## TASKS FOR THIS EXERCISE
1 - Summarize the study proposal in two sentences.
2 - Edit the study proposal by reproducing the passage between "In my independent" and "as cultural myth.", inclusive, with "contexts" changed to "settings".

13 February 2000
independent study proposal
Aims of the study
My research project for spring term 2000 is the culmination of my study of the Classics at North Central College. In it, I plan to bring a multidisciplinary approach to a topic usually associated with the Classics: the Parthenon sculptures held by the British Museum, also known as the Elgin Marbles. While many topics in the Classics are significant primarily in their original historical context, the Marbles have continued to provoke thought and controversy up until the current day. They provide the inquisitive scholar with the opportunity to study many aspects of both human history and human nature in the circumstances of their creation, survival, and final removal from the Acropolis.
Statement of the problem or subject area — background on the Parthenon Marbles
The marbles, widely considered to be among the finest works of sculpture produced by classical Greek society, are part of a larger work: the temple on the Acropolis known as the Parthenon. Erected to honor the patron goddess of Athens, the virginal Athena, the Parthenon was commissioned by the great statesman Pericles, and executed under the guidance of famed sculptor Phidias, between 447 and 437 BC. It stood untouched and pristine for eight hundred years, at which point changing tastes in religion saw its conversion to a Christian house of worship. It continued in this role, altered yet substantially intact, until around 1458, when, after the capture of the Acropolis by Turkish forces, the Parthenon was transformed into a mosque. The Acropolis, including the Parthenon, continued to be firmly in Turkish control until 1821, the year which saw the beginning of the Greek War of Independence.
However, irreparable damage to the Parthenon had occurred during Turkish rule. In 1687, while Turkish forces were under siege on the Acropolis, a powder magazine located within the Parthenon was ignited by Venetian cannon fire, blowing a giant hole in the side of the building. Most damaging of all, beginning in 1801 and continuing for nine years, the Turks had allowed a British nobleman, Lord Elgin, to remove a large part (approximately fifty percent) of the sculpture which remained.
It is this removal of the sculpture that has sparked controversy. Even in 1804, when Elgin returned to Great Britain with the marbles, he was denounced by many, including members of Parliament and well-known poets such as Keats and Byron. Since its inception, the Greek government has called for the British Museum, which has possessed the Marbles since 1816, to return them.
In my independent study, I plan to investigate the Parthenon marbles in three different contexts: in terms of their history (the facts of their creation, survival, and removal), art (both of the marbles themselves and their impact on other artists from the time of their creation to the current day), and as cultural myth.
I'd like to explain this last aspect more fully. The continuing furor over these objects makes it evident that they act as powerful symbols ("signs" in semiotic parlance) for both the Greek and the British peoples. I plan to explore how both groups relate to the objects, how the objects fit into and are elemental to larger "cultural myths," and how these cultural myths have been shaped. The raw material for these investigations will be the prose, poetry, and other media created in response to the Marbles throughout their history, but focusing on the period after their removal from the Acropolis. To guide my investigation of this, I plan to use ideas, concepts, and frameworks from the twentieth century discipline of semiotics.

## DATA EXCERPTS
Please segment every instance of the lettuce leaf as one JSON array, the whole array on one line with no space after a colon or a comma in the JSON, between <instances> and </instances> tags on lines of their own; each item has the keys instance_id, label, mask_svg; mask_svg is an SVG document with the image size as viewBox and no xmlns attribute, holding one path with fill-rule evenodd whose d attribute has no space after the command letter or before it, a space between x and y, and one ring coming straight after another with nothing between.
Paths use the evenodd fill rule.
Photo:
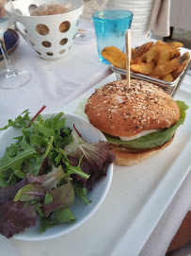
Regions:
<instances>
[{"instance_id":1,"label":"lettuce leaf","mask_svg":"<svg viewBox=\"0 0 191 256\"><path fill-rule=\"evenodd\" d=\"M45 217L56 210L71 207L74 202L75 193L70 180L67 180L67 184L55 188L48 193L53 196L53 200L42 205L41 209Z\"/></svg>"},{"instance_id":2,"label":"lettuce leaf","mask_svg":"<svg viewBox=\"0 0 191 256\"><path fill-rule=\"evenodd\" d=\"M189 108L183 101L177 100L176 103L180 109L181 118L173 127L167 128L164 131L152 132L132 141L121 141L119 138L114 138L105 134L107 141L116 145L135 149L152 148L164 145L173 137L178 127L183 124L185 111Z\"/></svg>"},{"instance_id":3,"label":"lettuce leaf","mask_svg":"<svg viewBox=\"0 0 191 256\"><path fill-rule=\"evenodd\" d=\"M107 142L87 143L75 129L72 131L72 135L73 141L64 148L71 165L77 166L80 159L82 159L80 162L81 170L90 175L88 179L79 175L72 175L72 178L74 180L82 180L83 186L91 190L95 182L99 181L102 177L106 176L107 166L114 162L115 155L111 153Z\"/></svg>"},{"instance_id":4,"label":"lettuce leaf","mask_svg":"<svg viewBox=\"0 0 191 256\"><path fill-rule=\"evenodd\" d=\"M25 206L21 201L8 201L0 203L0 233L7 238L36 224L35 205Z\"/></svg>"}]
</instances>

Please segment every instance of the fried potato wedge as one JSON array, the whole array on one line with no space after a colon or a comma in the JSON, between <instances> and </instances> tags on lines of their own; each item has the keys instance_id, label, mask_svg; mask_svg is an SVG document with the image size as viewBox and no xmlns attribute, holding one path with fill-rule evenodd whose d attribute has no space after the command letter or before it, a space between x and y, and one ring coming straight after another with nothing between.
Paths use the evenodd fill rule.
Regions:
<instances>
[{"instance_id":1,"label":"fried potato wedge","mask_svg":"<svg viewBox=\"0 0 191 256\"><path fill-rule=\"evenodd\" d=\"M102 50L102 56L117 68L126 69L126 55L115 46L108 46Z\"/></svg>"},{"instance_id":2,"label":"fried potato wedge","mask_svg":"<svg viewBox=\"0 0 191 256\"><path fill-rule=\"evenodd\" d=\"M167 44L170 47L171 50L183 46L183 43L180 42L168 42Z\"/></svg>"},{"instance_id":3,"label":"fried potato wedge","mask_svg":"<svg viewBox=\"0 0 191 256\"><path fill-rule=\"evenodd\" d=\"M130 70L135 73L139 73L142 75L149 75L155 67L155 64L153 61L151 61L149 63L138 63L138 64L132 64L130 65Z\"/></svg>"},{"instance_id":4,"label":"fried potato wedge","mask_svg":"<svg viewBox=\"0 0 191 256\"><path fill-rule=\"evenodd\" d=\"M186 56L188 58L185 60L185 61L183 63L183 65L180 68L178 68L178 69L171 72L171 76L173 77L173 80L175 80L181 75L181 73L183 71L183 69L188 64L189 60L190 60L190 54L188 52L186 52Z\"/></svg>"},{"instance_id":5,"label":"fried potato wedge","mask_svg":"<svg viewBox=\"0 0 191 256\"><path fill-rule=\"evenodd\" d=\"M174 79L170 73L167 73L165 77L163 77L163 80L167 82L172 82Z\"/></svg>"},{"instance_id":6,"label":"fried potato wedge","mask_svg":"<svg viewBox=\"0 0 191 256\"><path fill-rule=\"evenodd\" d=\"M144 43L143 45L139 46L137 49L135 49L133 53L132 53L132 60L135 60L136 58L141 57L145 52L147 52L150 47L153 44L153 42L149 42Z\"/></svg>"},{"instance_id":7,"label":"fried potato wedge","mask_svg":"<svg viewBox=\"0 0 191 256\"><path fill-rule=\"evenodd\" d=\"M174 58L177 58L177 57L180 57L181 56L181 52L180 52L180 49L173 49L170 51L170 59L174 59Z\"/></svg>"},{"instance_id":8,"label":"fried potato wedge","mask_svg":"<svg viewBox=\"0 0 191 256\"><path fill-rule=\"evenodd\" d=\"M167 44L158 45L157 66L170 60L170 50Z\"/></svg>"},{"instance_id":9,"label":"fried potato wedge","mask_svg":"<svg viewBox=\"0 0 191 256\"><path fill-rule=\"evenodd\" d=\"M160 51L170 51L169 46L167 43L162 42L156 42L154 45L152 45L150 50L145 55L146 62L150 62L154 60L156 56L158 56Z\"/></svg>"},{"instance_id":10,"label":"fried potato wedge","mask_svg":"<svg viewBox=\"0 0 191 256\"><path fill-rule=\"evenodd\" d=\"M175 59L172 59L171 60L161 64L157 65L151 72L151 75L154 77L163 77L167 74L171 73L172 71L183 67L183 65L185 64L185 62L189 61L190 55L188 52L184 53L181 57L177 57Z\"/></svg>"}]
</instances>

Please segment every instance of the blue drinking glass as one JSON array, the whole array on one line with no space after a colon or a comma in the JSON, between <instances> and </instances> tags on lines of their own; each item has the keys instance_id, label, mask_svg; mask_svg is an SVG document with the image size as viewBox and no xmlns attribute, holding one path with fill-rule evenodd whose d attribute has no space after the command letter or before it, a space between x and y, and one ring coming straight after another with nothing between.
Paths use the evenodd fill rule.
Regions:
<instances>
[{"instance_id":1,"label":"blue drinking glass","mask_svg":"<svg viewBox=\"0 0 191 256\"><path fill-rule=\"evenodd\" d=\"M133 13L122 9L105 9L93 13L92 19L100 60L109 64L101 52L107 46L125 51L125 31L131 28Z\"/></svg>"}]
</instances>

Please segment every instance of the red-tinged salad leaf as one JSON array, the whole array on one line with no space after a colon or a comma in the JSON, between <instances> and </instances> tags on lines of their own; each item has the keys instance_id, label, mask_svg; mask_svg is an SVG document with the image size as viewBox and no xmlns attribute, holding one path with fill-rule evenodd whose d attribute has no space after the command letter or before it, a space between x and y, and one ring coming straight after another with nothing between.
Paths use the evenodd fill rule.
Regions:
<instances>
[{"instance_id":1,"label":"red-tinged salad leaf","mask_svg":"<svg viewBox=\"0 0 191 256\"><path fill-rule=\"evenodd\" d=\"M107 142L87 143L75 129L72 131L72 135L73 141L64 147L64 151L73 166L76 166L83 157L80 168L90 177L84 179L77 176L77 180L82 180L84 186L91 190L95 182L106 176L106 169L115 161L115 155L111 153Z\"/></svg>"},{"instance_id":2,"label":"red-tinged salad leaf","mask_svg":"<svg viewBox=\"0 0 191 256\"><path fill-rule=\"evenodd\" d=\"M14 201L44 200L46 192L56 188L63 175L64 172L60 166L54 168L52 172L46 175L27 176L28 184L17 192Z\"/></svg>"},{"instance_id":3,"label":"red-tinged salad leaf","mask_svg":"<svg viewBox=\"0 0 191 256\"><path fill-rule=\"evenodd\" d=\"M87 191L115 159L106 142L88 144L65 127L63 112L44 120L41 111L33 119L25 111L1 128L21 131L0 159L0 233L7 237L34 226L37 216L40 231L75 221L75 196L90 203Z\"/></svg>"},{"instance_id":4,"label":"red-tinged salad leaf","mask_svg":"<svg viewBox=\"0 0 191 256\"><path fill-rule=\"evenodd\" d=\"M17 192L27 184L27 178L24 178L20 182L6 188L0 188L0 203L12 201Z\"/></svg>"},{"instance_id":5,"label":"red-tinged salad leaf","mask_svg":"<svg viewBox=\"0 0 191 256\"><path fill-rule=\"evenodd\" d=\"M12 169L13 171L21 169L23 162L37 153L36 150L24 141L22 141L20 145L20 150L17 151L14 157L10 157L7 150L3 158L0 159L0 174L8 169Z\"/></svg>"},{"instance_id":6,"label":"red-tinged salad leaf","mask_svg":"<svg viewBox=\"0 0 191 256\"><path fill-rule=\"evenodd\" d=\"M24 206L21 201L8 201L0 203L0 233L7 238L36 224L35 205Z\"/></svg>"},{"instance_id":7,"label":"red-tinged salad leaf","mask_svg":"<svg viewBox=\"0 0 191 256\"><path fill-rule=\"evenodd\" d=\"M51 190L56 188L58 181L62 179L64 171L60 166L56 168L53 166L53 170L45 175L41 176L28 176L28 182L29 183L39 183L46 190Z\"/></svg>"},{"instance_id":8,"label":"red-tinged salad leaf","mask_svg":"<svg viewBox=\"0 0 191 256\"><path fill-rule=\"evenodd\" d=\"M71 207L75 199L75 193L72 182L68 179L67 183L48 192L53 196L50 203L42 204L42 213L45 217L58 209Z\"/></svg>"}]
</instances>

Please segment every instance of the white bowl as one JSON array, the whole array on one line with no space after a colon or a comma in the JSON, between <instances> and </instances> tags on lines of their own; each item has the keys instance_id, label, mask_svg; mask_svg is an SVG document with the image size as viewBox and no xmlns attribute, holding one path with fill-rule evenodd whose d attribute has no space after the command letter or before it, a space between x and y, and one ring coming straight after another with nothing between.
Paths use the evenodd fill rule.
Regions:
<instances>
[{"instance_id":1,"label":"white bowl","mask_svg":"<svg viewBox=\"0 0 191 256\"><path fill-rule=\"evenodd\" d=\"M41 113L41 115L46 119L51 117L53 114L57 113L58 112L46 112ZM106 141L104 135L99 129L91 126L88 120L73 113L64 113L63 117L67 117L65 123L66 127L73 128L74 124L77 130L87 142L96 143L99 140ZM6 147L10 145L12 143L15 143L13 137L18 135L21 135L21 131L13 128L9 128L0 134L0 158L5 153ZM47 230L43 233L40 233L39 223L37 223L36 227L29 228L25 230L24 232L14 235L13 238L24 241L40 241L55 238L75 230L86 222L101 206L109 190L112 176L113 163L108 166L106 177L94 184L91 192L88 192L88 200L92 200L90 204L86 205L82 199L79 199L76 196L74 204L71 207L72 213L76 217L76 221L74 223L60 224Z\"/></svg>"},{"instance_id":2,"label":"white bowl","mask_svg":"<svg viewBox=\"0 0 191 256\"><path fill-rule=\"evenodd\" d=\"M72 4L71 11L47 16L30 16L42 4ZM73 44L83 12L82 0L15 0L15 26L28 44L45 60L57 60L68 55ZM60 26L65 25L65 29ZM39 27L45 33L41 33ZM63 26L62 26L63 27Z\"/></svg>"}]
</instances>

## TASK-BY-TASK RESULTS
1 - A spring 2000 independent study at North Central College will examine the Parthenon sculptures held by the British Museum, also known as the Elgin Marbles, which Lord Elgin began removing from the Acropolis in 1801 and which the Greek government has asked the museum to return. The study will consider the marbles in three contexts: their history, their art, and their role as cultural myth, using semiotic frameworks to explore how the Greek and British peoples relate to them.

2 -
In my independent study, I plan to investigate the Parthenon marbles in three different settings: in terms of their history (the facts of their creation, survival, and removal), art (both of the marbles themselves and their impact on other artists from the time of their creation to the current day), and as cultural myth.